Vale: Max Walker

2016-09-28_1042

Cricketing legend Max “Tangles” Walker, who commentated for Wide World of Sports after a career in sport, has died aged 68.

He died of melanoma.

Walker played in 34 Tests between 1972 and 1977 and 17 one-day internationals. He was the first Tasmanian to be picked for a Test since C.L. Badcock in 1936. He also played 93 matches in six years with the Melbourne Football Club.

His broadcasting career included the ABC, 3AK and 2UE radio commentary teams and Seven, before he joined Nine.

He hosted Wide World of Sports from 1998- 1992, The Sunday Footy Show from 1993 until 1998, and featured on Nine’ s cricket commentary between 1986 and 1991. He was also a Sports presenter for Nine News Melbourne.

Nicknamed “Tangles” because of his wrong-footed action, he releasing 14 books, including The Wit of Walker, How to Kiss a Crocodile and How to Puzzle a Python.

In popular culture his TV advertisements gave rise to the phrase “avagoodweekend Mr. Walker….”

[EXCERPTED RECORDS]
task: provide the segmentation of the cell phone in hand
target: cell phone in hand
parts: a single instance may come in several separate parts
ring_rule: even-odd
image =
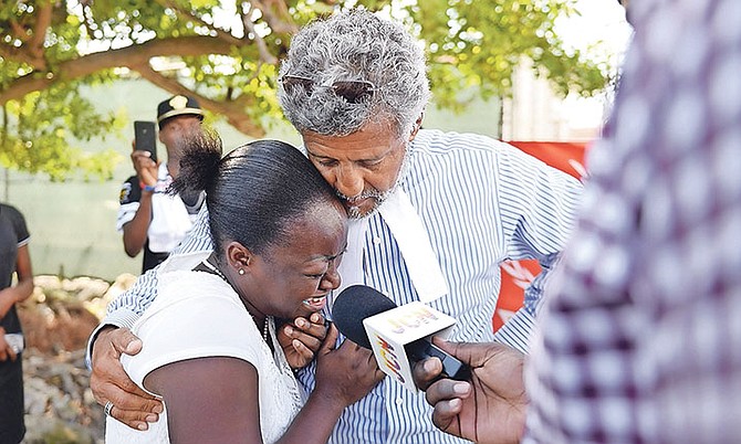
[[[152,160],[157,161],[157,133],[154,121],[134,121],[134,149],[149,151]]]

[EXERCISE]
Please decide whether each statement agrees with the piece on Max Walker, answering yes or no and quoting the words that settle it: (a) Walker played 17 one-day internationals. (b) Walker spent ten years with the Melbourne Football Club. (c) Walker died of a heart attack.

[OUTPUT]
(a) Yes: "Walker played in 34 Tests between 1972 and 1977 and 17 one-day internationals."
(b) No: "He also played 93 matches in six years with the Melbourne Football Club."
(c) No: "He died of melanoma."